TASK DESCRIPTION: Count the lines below that contain the string "surface", with case taken into account, and give only the number.

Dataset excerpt

--- Start ---

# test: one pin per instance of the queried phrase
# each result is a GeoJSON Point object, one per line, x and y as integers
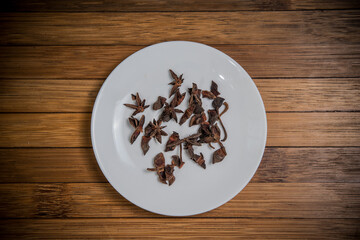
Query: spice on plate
{"type": "Point", "coordinates": [208, 131]}
{"type": "Point", "coordinates": [138, 125]}
{"type": "Point", "coordinates": [140, 105]}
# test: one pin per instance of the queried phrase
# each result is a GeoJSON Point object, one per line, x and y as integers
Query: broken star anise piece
{"type": "Point", "coordinates": [188, 112]}
{"type": "Point", "coordinates": [178, 98]}
{"type": "Point", "coordinates": [214, 88]}
{"type": "Point", "coordinates": [145, 144]}
{"type": "Point", "coordinates": [197, 119]}
{"type": "Point", "coordinates": [174, 138]}
{"type": "Point", "coordinates": [138, 125]}
{"type": "Point", "coordinates": [169, 113]}
{"type": "Point", "coordinates": [217, 103]}
{"type": "Point", "coordinates": [195, 95]}
{"type": "Point", "coordinates": [154, 130]}
{"type": "Point", "coordinates": [176, 160]}
{"type": "Point", "coordinates": [199, 159]}
{"type": "Point", "coordinates": [177, 81]}
{"type": "Point", "coordinates": [140, 105]}
{"type": "Point", "coordinates": [159, 103]}
{"type": "Point", "coordinates": [219, 154]}
{"type": "Point", "coordinates": [159, 163]}
{"type": "Point", "coordinates": [169, 174]}
{"type": "Point", "coordinates": [208, 94]}
{"type": "Point", "coordinates": [213, 116]}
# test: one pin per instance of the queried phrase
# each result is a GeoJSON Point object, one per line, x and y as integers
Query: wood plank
{"type": "Point", "coordinates": [284, 129]}
{"type": "Point", "coordinates": [260, 61]}
{"type": "Point", "coordinates": [180, 228]}
{"type": "Point", "coordinates": [61, 95]}
{"type": "Point", "coordinates": [148, 28]}
{"type": "Point", "coordinates": [45, 130]}
{"type": "Point", "coordinates": [173, 5]}
{"type": "Point", "coordinates": [289, 165]}
{"type": "Point", "coordinates": [313, 129]}
{"type": "Point", "coordinates": [84, 200]}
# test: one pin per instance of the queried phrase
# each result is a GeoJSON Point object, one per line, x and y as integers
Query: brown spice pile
{"type": "Point", "coordinates": [208, 131]}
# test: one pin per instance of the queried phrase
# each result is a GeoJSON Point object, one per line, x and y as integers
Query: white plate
{"type": "Point", "coordinates": [195, 190]}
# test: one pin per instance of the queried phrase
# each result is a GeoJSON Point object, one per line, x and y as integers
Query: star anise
{"type": "Point", "coordinates": [209, 133]}
{"type": "Point", "coordinates": [140, 105]}
{"type": "Point", "coordinates": [217, 104]}
{"type": "Point", "coordinates": [219, 154]}
{"type": "Point", "coordinates": [199, 159]}
{"type": "Point", "coordinates": [159, 103]}
{"type": "Point", "coordinates": [170, 110]}
{"type": "Point", "coordinates": [152, 130]}
{"type": "Point", "coordinates": [138, 125]}
{"type": "Point", "coordinates": [178, 80]}
{"type": "Point", "coordinates": [159, 164]}
{"type": "Point", "coordinates": [195, 94]}
{"type": "Point", "coordinates": [214, 88]}
{"type": "Point", "coordinates": [197, 119]}
{"type": "Point", "coordinates": [155, 130]}
{"type": "Point", "coordinates": [175, 141]}
{"type": "Point", "coordinates": [194, 105]}
{"type": "Point", "coordinates": [165, 173]}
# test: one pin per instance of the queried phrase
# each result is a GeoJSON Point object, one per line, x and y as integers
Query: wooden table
{"type": "Point", "coordinates": [304, 56]}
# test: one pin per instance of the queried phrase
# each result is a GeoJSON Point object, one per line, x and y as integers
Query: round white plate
{"type": "Point", "coordinates": [195, 190]}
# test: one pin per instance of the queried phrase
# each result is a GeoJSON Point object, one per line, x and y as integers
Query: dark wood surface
{"type": "Point", "coordinates": [304, 57]}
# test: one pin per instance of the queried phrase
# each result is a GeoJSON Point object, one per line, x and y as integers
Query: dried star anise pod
{"type": "Point", "coordinates": [214, 88]}
{"type": "Point", "coordinates": [170, 110]}
{"type": "Point", "coordinates": [145, 144]}
{"type": "Point", "coordinates": [219, 154]}
{"type": "Point", "coordinates": [138, 125]}
{"type": "Point", "coordinates": [194, 105]}
{"type": "Point", "coordinates": [187, 114]}
{"type": "Point", "coordinates": [209, 133]}
{"type": "Point", "coordinates": [140, 105]}
{"type": "Point", "coordinates": [159, 103]}
{"type": "Point", "coordinates": [195, 95]}
{"type": "Point", "coordinates": [169, 174]}
{"type": "Point", "coordinates": [177, 161]}
{"type": "Point", "coordinates": [199, 159]}
{"type": "Point", "coordinates": [178, 80]}
{"type": "Point", "coordinates": [178, 98]}
{"type": "Point", "coordinates": [169, 113]}
{"type": "Point", "coordinates": [159, 163]}
{"type": "Point", "coordinates": [152, 130]}
{"type": "Point", "coordinates": [197, 119]}
{"type": "Point", "coordinates": [165, 173]}
{"type": "Point", "coordinates": [213, 116]}
{"type": "Point", "coordinates": [155, 130]}
{"type": "Point", "coordinates": [174, 138]}
{"type": "Point", "coordinates": [208, 94]}
{"type": "Point", "coordinates": [217, 103]}
{"type": "Point", "coordinates": [175, 141]}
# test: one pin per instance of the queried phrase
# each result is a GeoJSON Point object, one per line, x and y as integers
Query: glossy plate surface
{"type": "Point", "coordinates": [195, 190]}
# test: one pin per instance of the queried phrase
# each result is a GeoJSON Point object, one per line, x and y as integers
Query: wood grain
{"type": "Point", "coordinates": [284, 129]}
{"type": "Point", "coordinates": [148, 28]}
{"type": "Point", "coordinates": [283, 200]}
{"type": "Point", "coordinates": [289, 165]}
{"type": "Point", "coordinates": [313, 129]}
{"type": "Point", "coordinates": [45, 130]}
{"type": "Point", "coordinates": [76, 95]}
{"type": "Point", "coordinates": [174, 5]}
{"type": "Point", "coordinates": [180, 228]}
{"type": "Point", "coordinates": [260, 61]}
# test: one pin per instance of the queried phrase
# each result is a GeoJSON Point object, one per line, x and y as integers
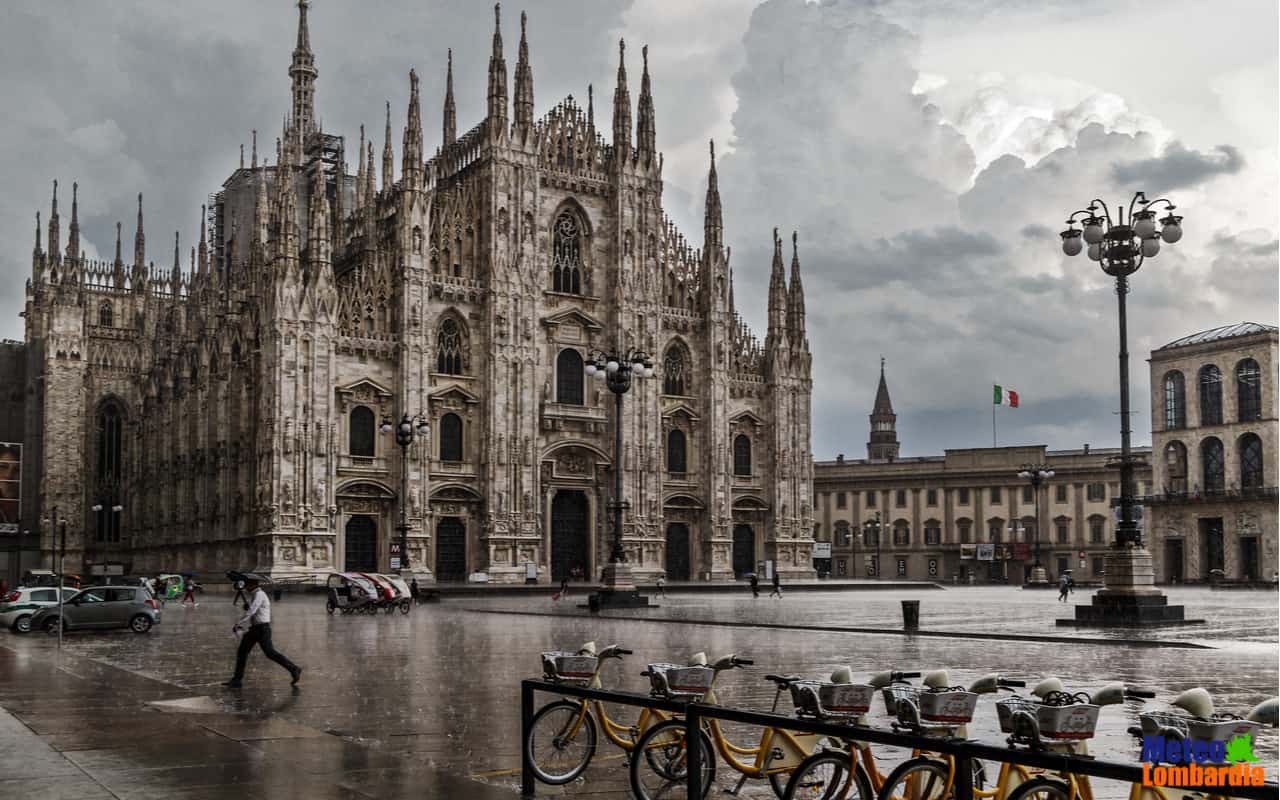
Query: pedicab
{"type": "Point", "coordinates": [351, 592]}
{"type": "Point", "coordinates": [403, 599]}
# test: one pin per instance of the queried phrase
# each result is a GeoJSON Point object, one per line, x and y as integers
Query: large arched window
{"type": "Point", "coordinates": [567, 255]}
{"type": "Point", "coordinates": [1248, 391]}
{"type": "Point", "coordinates": [1175, 401]}
{"type": "Point", "coordinates": [451, 438]}
{"type": "Point", "coordinates": [1212, 461]}
{"type": "Point", "coordinates": [1251, 461]}
{"type": "Point", "coordinates": [1211, 394]}
{"type": "Point", "coordinates": [568, 378]}
{"type": "Point", "coordinates": [676, 455]}
{"type": "Point", "coordinates": [1175, 467]}
{"type": "Point", "coordinates": [675, 370]}
{"type": "Point", "coordinates": [360, 438]}
{"type": "Point", "coordinates": [743, 455]}
{"type": "Point", "coordinates": [448, 347]}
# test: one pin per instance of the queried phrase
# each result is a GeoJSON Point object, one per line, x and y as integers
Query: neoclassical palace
{"type": "Point", "coordinates": [228, 414]}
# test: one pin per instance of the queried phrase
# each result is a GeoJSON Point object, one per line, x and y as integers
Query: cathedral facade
{"type": "Point", "coordinates": [231, 414]}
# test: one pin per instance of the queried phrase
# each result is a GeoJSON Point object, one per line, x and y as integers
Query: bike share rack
{"type": "Point", "coordinates": [963, 750]}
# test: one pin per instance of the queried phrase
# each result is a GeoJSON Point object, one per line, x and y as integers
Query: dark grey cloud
{"type": "Point", "coordinates": [1178, 168]}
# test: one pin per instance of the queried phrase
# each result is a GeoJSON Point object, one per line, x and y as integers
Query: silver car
{"type": "Point", "coordinates": [101, 607]}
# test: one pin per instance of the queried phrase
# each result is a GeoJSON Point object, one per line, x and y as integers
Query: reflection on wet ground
{"type": "Point", "coordinates": [411, 698]}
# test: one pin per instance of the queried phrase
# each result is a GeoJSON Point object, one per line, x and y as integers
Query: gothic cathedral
{"type": "Point", "coordinates": [231, 415]}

--- End ---

OUTPUT OF THE TASK: 2